GreyREvenson · 2024-05-22T17:18:54Z

Offering my thoughts for consideration, @SnowHydrology

First, on the overall approach, the use of an error flag variable seems appropriate (e.g., domain%error_flag). I failed to find a superior solution and am not confident that one will be found (see Does exception handling exist in Fortran?). Unfortunately, it does seem like we need to add flag checks (e.g., if (domain%error_flag .eq. NOM_FAILURE) return -- the one line syntax could help decrease clutter) immediately after any call to a subroutine within which the error flag could be set. This is a lot of clutter, as @drakest123 noted, but would be necessary to satisfy @PhilMiller's stipulation that the early return be immediately propagated up the stack. I don't know how else to do it.

Second, regarding the error message, I'd advocate for saving the error message and printing when NGEN would print the time step and location information for the error (if possible). Instead, this code (to my current understanding) calls log_message (in ErrorCheckModule) to print the error message when the error is encountered.

§ GIVEN EXERCISE 1
Can you recast the entries, everything from the line containing "point: the camouflage" down to the last entry, as a Markdown table with the columns Row and Line, leaving out blank lines?
The forum comment has nothing to do with the entries.

§ LISTED RECORDS
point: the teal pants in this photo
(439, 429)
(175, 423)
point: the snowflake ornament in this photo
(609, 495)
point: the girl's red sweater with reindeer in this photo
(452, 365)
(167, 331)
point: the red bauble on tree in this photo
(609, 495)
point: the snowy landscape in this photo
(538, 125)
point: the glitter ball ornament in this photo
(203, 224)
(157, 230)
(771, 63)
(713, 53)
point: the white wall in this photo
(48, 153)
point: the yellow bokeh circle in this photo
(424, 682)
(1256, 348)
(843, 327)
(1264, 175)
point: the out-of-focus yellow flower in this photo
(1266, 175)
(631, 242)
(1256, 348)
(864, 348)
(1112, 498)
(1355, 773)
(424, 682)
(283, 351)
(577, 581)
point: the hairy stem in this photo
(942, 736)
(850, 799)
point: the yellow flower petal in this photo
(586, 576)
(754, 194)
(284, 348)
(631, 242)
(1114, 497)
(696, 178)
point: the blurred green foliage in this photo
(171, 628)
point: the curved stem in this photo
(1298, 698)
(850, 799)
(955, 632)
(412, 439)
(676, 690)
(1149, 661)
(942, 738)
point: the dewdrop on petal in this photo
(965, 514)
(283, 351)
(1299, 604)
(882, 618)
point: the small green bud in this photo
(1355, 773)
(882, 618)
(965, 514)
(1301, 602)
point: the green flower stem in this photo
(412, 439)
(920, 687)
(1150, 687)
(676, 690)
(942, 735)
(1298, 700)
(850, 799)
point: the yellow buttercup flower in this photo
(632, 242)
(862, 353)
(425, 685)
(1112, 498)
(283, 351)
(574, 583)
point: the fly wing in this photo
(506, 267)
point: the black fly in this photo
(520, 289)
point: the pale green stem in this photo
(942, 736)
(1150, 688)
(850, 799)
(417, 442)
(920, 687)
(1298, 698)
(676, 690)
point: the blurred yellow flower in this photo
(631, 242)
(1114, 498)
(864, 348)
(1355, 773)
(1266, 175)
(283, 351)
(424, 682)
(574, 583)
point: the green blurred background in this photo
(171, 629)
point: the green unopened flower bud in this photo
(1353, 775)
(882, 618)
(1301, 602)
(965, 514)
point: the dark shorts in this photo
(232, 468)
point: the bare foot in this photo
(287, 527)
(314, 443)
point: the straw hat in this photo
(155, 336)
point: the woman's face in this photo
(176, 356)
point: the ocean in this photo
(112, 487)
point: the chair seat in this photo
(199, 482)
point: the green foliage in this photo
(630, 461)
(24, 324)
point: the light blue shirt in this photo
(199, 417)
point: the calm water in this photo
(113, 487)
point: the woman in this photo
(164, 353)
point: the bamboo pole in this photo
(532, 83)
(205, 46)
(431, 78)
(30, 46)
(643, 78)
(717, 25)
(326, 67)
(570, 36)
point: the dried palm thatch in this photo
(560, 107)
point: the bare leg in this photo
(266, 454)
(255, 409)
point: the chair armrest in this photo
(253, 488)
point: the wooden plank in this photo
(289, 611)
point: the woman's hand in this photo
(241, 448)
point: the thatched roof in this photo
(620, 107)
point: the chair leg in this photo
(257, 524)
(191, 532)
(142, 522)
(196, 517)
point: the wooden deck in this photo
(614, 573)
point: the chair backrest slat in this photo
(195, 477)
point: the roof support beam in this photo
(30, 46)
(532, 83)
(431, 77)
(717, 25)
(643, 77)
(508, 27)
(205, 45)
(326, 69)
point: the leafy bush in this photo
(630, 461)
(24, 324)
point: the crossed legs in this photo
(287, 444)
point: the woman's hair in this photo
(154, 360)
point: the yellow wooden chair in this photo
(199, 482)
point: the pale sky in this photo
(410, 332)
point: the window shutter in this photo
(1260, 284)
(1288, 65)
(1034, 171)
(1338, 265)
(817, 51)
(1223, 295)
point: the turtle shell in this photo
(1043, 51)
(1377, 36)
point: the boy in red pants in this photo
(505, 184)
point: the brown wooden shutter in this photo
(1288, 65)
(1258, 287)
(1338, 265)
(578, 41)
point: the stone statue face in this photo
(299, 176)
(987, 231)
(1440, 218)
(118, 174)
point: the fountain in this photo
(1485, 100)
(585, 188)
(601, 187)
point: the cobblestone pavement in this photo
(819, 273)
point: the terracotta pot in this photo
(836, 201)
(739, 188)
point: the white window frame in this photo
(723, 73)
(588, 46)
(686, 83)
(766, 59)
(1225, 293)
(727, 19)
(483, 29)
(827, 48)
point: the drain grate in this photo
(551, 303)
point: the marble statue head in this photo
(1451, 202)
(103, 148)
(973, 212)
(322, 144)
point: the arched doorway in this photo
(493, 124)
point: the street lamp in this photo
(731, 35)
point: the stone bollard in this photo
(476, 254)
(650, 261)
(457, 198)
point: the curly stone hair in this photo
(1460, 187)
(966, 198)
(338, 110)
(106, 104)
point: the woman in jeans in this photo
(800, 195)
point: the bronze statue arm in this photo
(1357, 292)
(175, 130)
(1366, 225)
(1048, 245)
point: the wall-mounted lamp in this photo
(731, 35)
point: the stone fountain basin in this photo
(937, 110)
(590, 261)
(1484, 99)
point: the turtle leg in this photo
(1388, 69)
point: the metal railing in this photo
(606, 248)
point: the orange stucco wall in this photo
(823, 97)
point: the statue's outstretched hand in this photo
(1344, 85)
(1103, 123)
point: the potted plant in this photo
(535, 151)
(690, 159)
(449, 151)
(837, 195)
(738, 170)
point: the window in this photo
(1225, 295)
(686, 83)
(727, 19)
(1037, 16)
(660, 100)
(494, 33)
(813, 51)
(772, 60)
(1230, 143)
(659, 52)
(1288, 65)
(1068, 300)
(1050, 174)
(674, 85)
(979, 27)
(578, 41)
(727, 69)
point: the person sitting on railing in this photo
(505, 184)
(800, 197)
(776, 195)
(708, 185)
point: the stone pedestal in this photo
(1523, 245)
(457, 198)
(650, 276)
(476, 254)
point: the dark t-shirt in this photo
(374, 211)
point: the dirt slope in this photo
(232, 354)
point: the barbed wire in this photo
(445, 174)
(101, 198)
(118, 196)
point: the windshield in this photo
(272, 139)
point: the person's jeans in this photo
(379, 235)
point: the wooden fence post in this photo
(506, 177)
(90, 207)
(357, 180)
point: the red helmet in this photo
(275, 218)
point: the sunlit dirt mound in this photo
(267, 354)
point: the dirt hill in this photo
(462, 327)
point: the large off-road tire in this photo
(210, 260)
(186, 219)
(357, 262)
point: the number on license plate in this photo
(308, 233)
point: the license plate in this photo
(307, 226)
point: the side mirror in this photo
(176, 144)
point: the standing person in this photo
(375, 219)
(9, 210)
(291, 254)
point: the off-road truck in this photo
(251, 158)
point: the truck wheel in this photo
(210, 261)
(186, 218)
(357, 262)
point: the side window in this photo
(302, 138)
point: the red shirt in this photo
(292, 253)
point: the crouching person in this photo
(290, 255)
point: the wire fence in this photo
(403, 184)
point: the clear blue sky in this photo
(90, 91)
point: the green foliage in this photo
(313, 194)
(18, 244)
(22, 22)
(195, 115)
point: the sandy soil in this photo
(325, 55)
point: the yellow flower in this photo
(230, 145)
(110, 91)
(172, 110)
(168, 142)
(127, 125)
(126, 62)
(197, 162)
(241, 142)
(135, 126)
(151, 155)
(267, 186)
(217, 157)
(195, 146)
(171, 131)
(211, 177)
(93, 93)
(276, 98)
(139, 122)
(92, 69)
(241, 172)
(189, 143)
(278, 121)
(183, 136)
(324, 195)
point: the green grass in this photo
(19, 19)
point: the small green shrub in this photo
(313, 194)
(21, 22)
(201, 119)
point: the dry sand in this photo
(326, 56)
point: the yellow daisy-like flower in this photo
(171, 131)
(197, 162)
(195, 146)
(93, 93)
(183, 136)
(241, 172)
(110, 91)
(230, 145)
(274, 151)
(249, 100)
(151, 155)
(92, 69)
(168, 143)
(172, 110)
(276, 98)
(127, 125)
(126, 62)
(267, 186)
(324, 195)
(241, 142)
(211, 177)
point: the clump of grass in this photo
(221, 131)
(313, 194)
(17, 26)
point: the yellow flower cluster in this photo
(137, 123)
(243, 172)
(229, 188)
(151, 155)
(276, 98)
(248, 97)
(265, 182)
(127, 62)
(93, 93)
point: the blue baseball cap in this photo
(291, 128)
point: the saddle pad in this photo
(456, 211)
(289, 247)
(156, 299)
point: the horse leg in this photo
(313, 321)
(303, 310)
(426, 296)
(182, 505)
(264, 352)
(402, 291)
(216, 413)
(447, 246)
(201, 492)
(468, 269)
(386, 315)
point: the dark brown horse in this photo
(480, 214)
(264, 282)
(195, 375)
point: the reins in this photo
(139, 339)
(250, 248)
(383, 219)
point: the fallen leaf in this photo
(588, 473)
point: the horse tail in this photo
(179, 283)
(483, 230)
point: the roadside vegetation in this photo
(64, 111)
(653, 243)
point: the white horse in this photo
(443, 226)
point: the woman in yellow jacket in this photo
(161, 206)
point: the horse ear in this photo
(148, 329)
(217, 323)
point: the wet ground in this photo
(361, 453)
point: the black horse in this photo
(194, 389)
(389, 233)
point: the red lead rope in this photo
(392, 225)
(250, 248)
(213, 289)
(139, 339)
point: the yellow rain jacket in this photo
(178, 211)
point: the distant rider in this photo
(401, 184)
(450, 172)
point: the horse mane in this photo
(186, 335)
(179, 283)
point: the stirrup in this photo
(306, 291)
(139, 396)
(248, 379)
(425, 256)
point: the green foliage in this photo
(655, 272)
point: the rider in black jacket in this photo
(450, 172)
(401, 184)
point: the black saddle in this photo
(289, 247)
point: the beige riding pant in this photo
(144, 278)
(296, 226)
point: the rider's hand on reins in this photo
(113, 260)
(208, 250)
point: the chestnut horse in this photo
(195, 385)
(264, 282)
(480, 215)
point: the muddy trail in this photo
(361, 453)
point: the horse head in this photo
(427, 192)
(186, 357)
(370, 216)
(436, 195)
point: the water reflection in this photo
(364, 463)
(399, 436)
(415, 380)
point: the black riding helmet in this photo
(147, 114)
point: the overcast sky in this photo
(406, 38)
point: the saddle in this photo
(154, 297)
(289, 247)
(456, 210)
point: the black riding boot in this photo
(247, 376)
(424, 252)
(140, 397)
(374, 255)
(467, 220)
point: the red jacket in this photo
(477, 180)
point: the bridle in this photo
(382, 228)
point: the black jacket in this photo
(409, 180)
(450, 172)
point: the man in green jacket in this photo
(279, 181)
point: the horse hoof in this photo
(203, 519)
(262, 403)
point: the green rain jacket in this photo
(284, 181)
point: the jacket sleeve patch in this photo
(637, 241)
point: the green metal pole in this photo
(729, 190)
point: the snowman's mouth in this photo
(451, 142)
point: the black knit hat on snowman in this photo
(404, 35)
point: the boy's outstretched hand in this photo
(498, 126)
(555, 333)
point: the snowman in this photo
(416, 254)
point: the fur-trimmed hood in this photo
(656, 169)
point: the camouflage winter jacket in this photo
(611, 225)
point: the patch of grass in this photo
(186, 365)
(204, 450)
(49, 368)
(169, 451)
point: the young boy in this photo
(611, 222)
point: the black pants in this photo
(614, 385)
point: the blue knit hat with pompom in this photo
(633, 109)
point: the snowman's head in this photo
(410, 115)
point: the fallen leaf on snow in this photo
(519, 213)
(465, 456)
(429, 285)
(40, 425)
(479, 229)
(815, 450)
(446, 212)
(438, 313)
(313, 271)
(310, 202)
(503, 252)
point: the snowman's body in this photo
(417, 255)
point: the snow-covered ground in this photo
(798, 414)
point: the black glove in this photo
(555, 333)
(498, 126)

§ GIVEN EXERCISE 2
Could you rewrite the forum comment, everything from "First, on the" down to "else to do it.", with "clutter" replaced by "noise"?

§ FINAL RESULT 1
| Row | Line |
|---|---|
| 1 | point: the camouflage winter jacket in this photo |
| 2 | (611, 225) |
| 3 | point: the patch of grass in this photo |
| 4 | (186, 365) |
| 5 | (204, 450) |
| 6 | (49, 368) |
| 7 | (169, 451) |
| 8 | point: the young boy in this photo |
| 9 | (611, 222) |
| 10 | point: the black pants in this photo |
| 11 | (614, 385) |
| 12 | point: the blue knit hat with pompom in this photo |
| 13 | (633, 109) |
| 14 | point: the snowman's head in this photo |
| 15 | (410, 115) |
| 16 | point: the fallen leaf on snow in this photo |
| 17 | (519, 213) |
| 18 | (465, 456) |
| 19 | (429, 285) |
| 20 | (40, 425) |
| 21 | (479, 229) |
| 22 | (815, 450) |
| 23 | (446, 212) |
| 24 | (438, 313) |
| 25 | (313, 271) |
| 26 | (310, 202) |
| 27 | (503, 252) |
| 28 | point: the snowman's body in this photo |
| 29 | (417, 255) |
| 30 | point: the snow-covered ground in this photo |
| 31 | (798, 414) |
| 32 | point: the black glove in this photo |
| 33 | (555, 333) |
| 34 | (498, 126) |

§ FINAL RESULT 2
First, on the overall approach, the use of an error flag variable seems appropriate (e.g., domain%error_flag). I failed to find a superior solution and am not confident that one will be found (see Does exception handling exist in Fortran?). Unfortunately, it does seem like we need to add flag checks (e.g., if (domain%error_flag .eq. NOM_FAILURE) return -- the one line syntax could help decrease noise) immediately after any call to a subroutine within which the error flag could be set. This is a lot of noise, as @drakest123 noted, but would be necessary to satisfy @PhilMiller's stipulation that the early return be immediately propagated up the stack. I don't know how else to do it.